Your goal:
Scan the records for "plover" and copy each line that contains it.

Available data:
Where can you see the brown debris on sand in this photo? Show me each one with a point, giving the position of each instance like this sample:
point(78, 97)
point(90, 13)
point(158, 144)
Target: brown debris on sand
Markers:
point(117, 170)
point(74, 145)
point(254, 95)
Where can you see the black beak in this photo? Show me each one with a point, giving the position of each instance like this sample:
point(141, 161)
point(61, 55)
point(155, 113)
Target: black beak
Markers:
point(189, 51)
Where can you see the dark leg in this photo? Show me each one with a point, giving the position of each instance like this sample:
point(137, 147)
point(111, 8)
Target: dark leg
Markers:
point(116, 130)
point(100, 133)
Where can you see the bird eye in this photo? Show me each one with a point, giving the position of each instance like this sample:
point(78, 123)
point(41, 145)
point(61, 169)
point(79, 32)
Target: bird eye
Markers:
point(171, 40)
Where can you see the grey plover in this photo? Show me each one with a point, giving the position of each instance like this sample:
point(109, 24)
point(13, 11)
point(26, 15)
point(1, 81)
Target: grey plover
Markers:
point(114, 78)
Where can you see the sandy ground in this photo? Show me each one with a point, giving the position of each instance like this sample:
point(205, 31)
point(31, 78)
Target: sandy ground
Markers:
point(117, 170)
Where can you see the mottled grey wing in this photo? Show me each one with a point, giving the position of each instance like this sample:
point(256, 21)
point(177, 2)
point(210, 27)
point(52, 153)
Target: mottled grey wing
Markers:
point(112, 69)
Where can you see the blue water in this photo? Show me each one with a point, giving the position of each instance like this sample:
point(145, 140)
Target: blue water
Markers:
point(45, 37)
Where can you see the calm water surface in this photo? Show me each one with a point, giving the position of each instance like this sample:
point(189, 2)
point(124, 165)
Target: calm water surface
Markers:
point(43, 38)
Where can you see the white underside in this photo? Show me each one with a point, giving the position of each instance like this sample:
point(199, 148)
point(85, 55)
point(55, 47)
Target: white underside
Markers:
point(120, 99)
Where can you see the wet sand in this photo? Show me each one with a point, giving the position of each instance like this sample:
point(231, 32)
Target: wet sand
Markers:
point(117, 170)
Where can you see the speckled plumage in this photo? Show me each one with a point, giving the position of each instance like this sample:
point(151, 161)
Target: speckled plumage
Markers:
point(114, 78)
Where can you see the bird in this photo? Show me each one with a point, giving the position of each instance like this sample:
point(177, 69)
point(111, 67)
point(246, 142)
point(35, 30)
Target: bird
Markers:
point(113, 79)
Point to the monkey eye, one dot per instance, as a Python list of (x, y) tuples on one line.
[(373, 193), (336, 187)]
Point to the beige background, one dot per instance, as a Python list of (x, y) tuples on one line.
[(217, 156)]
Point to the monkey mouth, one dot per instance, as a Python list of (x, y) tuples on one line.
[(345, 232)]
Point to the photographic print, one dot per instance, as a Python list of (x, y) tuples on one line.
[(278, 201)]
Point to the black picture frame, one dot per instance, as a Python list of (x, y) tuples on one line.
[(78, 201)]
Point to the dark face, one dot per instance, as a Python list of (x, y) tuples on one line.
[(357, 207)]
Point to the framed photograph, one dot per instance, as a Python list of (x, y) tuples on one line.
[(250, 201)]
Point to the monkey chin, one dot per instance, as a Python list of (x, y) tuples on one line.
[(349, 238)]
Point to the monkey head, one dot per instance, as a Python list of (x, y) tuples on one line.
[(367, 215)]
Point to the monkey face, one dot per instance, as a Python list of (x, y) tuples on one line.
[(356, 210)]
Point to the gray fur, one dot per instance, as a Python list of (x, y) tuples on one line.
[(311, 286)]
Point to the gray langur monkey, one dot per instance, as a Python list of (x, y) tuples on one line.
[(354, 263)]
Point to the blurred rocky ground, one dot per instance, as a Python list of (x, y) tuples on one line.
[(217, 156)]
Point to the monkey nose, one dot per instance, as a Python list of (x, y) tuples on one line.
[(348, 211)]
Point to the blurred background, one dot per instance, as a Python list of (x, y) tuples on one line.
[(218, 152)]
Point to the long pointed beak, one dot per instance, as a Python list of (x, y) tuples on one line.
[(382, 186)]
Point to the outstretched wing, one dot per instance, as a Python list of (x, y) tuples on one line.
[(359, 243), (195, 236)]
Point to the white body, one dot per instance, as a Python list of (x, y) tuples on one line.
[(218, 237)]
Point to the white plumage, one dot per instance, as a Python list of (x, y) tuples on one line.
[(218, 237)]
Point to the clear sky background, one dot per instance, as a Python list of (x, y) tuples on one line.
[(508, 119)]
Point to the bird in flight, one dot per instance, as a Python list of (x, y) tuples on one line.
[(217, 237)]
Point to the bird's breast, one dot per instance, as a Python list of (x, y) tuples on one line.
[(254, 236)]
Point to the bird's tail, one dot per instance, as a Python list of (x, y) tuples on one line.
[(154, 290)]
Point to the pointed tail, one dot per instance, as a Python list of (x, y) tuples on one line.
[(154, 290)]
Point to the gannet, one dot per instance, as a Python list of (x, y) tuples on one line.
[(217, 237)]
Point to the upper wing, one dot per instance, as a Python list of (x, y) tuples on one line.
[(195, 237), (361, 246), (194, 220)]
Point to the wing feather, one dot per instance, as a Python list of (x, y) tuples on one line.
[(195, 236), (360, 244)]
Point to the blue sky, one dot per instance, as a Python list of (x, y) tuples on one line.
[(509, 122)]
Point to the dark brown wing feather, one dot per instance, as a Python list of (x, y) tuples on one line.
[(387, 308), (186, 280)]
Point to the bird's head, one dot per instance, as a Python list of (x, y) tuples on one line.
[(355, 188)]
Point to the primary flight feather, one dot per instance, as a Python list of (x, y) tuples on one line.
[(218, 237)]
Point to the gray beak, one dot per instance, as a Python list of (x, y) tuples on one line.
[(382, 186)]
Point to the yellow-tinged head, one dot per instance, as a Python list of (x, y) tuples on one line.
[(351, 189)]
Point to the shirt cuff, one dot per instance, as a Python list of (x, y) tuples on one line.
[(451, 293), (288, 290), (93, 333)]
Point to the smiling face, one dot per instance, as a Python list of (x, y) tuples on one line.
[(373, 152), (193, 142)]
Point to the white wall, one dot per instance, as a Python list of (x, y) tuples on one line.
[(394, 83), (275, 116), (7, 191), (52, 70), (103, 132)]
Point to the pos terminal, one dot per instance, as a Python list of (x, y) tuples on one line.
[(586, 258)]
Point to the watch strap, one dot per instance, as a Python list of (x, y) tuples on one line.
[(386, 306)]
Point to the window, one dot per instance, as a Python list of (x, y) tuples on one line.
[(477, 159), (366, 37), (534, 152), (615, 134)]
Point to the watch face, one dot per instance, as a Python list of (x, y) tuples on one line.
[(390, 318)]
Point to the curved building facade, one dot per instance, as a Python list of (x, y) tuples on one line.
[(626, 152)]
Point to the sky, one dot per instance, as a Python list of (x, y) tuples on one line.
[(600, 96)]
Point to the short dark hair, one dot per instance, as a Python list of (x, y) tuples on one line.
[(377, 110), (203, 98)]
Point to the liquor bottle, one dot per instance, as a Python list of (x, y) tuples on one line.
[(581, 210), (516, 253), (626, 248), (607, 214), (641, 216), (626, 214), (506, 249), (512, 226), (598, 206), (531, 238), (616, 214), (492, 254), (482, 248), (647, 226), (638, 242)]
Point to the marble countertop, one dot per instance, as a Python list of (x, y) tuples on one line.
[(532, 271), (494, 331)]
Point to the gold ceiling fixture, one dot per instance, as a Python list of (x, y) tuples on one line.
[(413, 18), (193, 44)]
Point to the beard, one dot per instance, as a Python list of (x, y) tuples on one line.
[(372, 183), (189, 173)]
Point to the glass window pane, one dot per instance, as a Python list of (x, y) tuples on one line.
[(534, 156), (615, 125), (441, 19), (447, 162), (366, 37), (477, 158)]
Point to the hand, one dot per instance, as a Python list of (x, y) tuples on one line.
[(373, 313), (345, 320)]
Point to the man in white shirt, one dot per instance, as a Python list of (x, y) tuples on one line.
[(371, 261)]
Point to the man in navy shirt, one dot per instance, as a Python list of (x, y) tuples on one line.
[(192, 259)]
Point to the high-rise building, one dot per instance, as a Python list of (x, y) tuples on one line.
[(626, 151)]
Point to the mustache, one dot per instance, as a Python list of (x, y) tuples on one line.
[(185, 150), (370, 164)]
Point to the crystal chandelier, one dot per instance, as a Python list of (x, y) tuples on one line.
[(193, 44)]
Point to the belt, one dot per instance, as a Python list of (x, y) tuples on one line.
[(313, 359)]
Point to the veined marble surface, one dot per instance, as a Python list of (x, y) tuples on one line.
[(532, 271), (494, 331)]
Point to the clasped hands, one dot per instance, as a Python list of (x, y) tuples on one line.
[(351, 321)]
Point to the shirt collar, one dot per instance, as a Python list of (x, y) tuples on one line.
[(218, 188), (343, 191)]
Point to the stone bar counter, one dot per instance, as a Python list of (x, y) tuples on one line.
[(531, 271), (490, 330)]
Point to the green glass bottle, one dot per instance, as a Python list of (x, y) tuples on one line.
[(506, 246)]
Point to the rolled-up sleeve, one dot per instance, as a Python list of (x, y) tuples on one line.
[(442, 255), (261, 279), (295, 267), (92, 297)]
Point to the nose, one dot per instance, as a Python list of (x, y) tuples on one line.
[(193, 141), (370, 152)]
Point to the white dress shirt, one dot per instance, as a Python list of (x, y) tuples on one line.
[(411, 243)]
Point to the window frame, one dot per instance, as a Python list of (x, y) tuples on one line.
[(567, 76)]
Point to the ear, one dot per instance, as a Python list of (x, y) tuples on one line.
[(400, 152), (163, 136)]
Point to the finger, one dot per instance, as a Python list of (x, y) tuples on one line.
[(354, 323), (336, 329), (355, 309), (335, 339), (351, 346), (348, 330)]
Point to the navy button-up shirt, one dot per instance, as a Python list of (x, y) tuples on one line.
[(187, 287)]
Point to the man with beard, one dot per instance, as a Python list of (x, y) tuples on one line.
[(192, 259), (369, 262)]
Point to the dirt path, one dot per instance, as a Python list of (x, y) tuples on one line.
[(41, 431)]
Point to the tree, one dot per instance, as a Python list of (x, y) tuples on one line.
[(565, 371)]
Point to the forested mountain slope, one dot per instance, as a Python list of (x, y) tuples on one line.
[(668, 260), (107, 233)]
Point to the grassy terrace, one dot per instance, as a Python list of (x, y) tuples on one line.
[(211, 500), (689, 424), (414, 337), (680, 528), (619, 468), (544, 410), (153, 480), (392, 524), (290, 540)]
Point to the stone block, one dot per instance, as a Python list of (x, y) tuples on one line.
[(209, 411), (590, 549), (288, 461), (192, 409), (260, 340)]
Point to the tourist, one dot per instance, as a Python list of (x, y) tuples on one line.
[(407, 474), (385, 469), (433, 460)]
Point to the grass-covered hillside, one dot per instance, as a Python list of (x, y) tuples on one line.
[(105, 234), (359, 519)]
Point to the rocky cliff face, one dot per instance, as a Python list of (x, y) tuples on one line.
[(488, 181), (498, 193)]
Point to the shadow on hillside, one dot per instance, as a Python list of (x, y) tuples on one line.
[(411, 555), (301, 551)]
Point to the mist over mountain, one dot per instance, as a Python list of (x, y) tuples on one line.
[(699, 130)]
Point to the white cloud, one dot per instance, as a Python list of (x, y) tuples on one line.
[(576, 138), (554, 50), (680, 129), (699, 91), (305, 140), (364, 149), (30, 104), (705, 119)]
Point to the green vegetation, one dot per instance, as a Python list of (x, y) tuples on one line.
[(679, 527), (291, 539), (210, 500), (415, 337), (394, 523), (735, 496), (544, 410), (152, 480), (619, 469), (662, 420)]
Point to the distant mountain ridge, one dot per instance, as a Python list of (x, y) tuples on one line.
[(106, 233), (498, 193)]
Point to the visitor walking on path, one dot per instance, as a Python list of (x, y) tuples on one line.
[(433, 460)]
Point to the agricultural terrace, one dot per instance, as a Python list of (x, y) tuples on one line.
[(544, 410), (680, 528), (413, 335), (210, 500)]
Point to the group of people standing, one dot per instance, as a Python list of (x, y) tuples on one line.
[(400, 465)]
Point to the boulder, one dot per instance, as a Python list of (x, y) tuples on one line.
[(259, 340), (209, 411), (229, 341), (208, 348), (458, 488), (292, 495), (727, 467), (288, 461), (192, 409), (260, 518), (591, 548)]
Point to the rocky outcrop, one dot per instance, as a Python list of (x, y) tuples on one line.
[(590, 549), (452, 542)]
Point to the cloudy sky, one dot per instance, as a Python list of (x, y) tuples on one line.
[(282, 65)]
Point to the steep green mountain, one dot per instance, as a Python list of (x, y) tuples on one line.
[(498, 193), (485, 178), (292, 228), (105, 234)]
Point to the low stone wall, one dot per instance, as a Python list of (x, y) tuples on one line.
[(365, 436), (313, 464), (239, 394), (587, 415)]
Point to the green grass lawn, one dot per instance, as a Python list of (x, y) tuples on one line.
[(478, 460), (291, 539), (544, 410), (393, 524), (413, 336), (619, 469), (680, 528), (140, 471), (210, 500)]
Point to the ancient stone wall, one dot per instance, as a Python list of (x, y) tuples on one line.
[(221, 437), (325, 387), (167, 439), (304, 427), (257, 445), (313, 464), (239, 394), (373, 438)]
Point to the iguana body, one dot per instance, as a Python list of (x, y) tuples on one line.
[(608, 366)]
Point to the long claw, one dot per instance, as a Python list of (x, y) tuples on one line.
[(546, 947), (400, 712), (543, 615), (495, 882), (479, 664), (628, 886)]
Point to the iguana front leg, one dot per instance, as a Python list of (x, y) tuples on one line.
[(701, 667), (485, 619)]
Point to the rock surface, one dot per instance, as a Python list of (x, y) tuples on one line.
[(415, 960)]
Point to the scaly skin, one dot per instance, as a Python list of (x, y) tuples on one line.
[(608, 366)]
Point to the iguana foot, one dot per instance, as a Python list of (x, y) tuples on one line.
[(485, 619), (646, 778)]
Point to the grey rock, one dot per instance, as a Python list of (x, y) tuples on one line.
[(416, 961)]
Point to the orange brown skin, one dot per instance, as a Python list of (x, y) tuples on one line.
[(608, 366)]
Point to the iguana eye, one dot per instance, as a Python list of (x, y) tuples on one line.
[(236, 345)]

Expected output:
Where can you see the grey plover in this photo? Show me each one with a point, giving the position of each instance like this sample:
Target: grey plover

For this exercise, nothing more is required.